■ **WHAT YOU HAVE TO DO**:
Return each line of the material that contains the string "ymax", copied in full.

■ **INFORMATION SUPPLIED**:
===============
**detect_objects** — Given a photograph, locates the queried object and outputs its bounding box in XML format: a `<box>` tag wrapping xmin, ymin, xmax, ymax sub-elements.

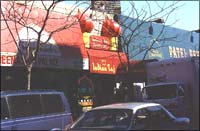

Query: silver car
<box><xmin>69</xmin><ymin>102</ymin><xmax>189</xmax><ymax>131</ymax></box>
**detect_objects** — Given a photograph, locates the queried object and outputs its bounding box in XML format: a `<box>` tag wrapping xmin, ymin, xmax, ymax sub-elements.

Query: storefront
<box><xmin>1</xmin><ymin>2</ymin><xmax>127</xmax><ymax>116</ymax></box>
===============
■ **EXPECTED ANSWER**:
**detect_objects** — Given a photograph, locates the queried object and outputs its bounding box in XML format: a `<box>` tag wrapping xmin, ymin, xmax, ymax sub-elements.
<box><xmin>69</xmin><ymin>102</ymin><xmax>189</xmax><ymax>131</ymax></box>
**detect_objects** — Given a photograph, locates the queried object and outputs its bounding box in XML format: a `<box>` tag wrapping xmin, ymin, xmax, ymax sub-elements.
<box><xmin>1</xmin><ymin>2</ymin><xmax>127</xmax><ymax>116</ymax></box>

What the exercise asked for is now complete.